Source document:
VP Bill Long tells NFV-Carrier SDN crowd that niche players and new entrants face a much riskier market.

October 1, 2018

4 Min Read
Equinix: Scale or Die

DENVER -- NFV & Carrier SDN -- These days, the networking business is no place for any company that can't rapidly get to scale, an Equinix executive said here last week. The shift away from purpose-built hardware has reduced capex considerably but it's changed economics in ways that don't just favor bigger players but make it riskier for niche operations and new entrants that can't scale quickly, Bill Long told the conference.

"What we are spending our money on in order to bring a network product to market has fundamentally changed," said Long, who is vice president of interconnection services for Equinix and a telecom industry veteran who previously worked at Level 3 Communications. "At scale, the total cost is actually less so the implications of this is that software-enabled networking, while initially more expensive, over time and at scale actually is cheaper and that has major implications."

Data entries:
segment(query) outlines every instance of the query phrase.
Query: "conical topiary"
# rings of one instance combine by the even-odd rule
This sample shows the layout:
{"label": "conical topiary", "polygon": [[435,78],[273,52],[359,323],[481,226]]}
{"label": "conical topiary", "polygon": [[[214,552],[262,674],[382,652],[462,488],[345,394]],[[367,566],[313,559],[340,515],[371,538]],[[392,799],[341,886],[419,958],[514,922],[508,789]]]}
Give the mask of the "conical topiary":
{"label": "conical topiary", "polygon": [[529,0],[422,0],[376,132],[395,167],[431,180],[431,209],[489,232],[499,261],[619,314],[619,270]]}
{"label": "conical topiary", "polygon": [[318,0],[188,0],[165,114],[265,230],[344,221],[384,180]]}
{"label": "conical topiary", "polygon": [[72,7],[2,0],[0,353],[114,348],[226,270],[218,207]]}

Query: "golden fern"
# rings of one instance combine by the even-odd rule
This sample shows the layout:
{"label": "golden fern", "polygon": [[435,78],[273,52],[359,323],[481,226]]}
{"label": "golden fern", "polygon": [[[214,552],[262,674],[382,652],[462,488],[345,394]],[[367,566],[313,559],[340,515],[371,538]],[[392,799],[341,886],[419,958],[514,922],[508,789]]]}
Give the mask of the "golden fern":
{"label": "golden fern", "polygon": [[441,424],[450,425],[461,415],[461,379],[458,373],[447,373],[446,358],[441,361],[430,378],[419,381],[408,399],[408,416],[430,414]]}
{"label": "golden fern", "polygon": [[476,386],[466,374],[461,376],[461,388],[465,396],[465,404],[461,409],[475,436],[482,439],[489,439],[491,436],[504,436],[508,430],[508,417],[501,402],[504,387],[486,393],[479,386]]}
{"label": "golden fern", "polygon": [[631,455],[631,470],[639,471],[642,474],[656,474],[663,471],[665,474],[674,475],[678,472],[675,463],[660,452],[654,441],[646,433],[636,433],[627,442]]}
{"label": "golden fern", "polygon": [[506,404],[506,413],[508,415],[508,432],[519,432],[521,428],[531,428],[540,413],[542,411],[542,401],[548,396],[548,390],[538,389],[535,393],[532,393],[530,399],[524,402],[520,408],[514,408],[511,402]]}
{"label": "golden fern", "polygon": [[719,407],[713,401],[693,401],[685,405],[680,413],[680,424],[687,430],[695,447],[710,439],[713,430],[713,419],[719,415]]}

The task:
Answer from the Equinix article:
(a) In which city did Bill Long speak?
(b) What is his position at Equinix?
(c) Which company did he work for before?
The data plays no part here.

Problem solution:
(a) Denver
(b) Vice president of interconnection services
(c) Level 3 Communications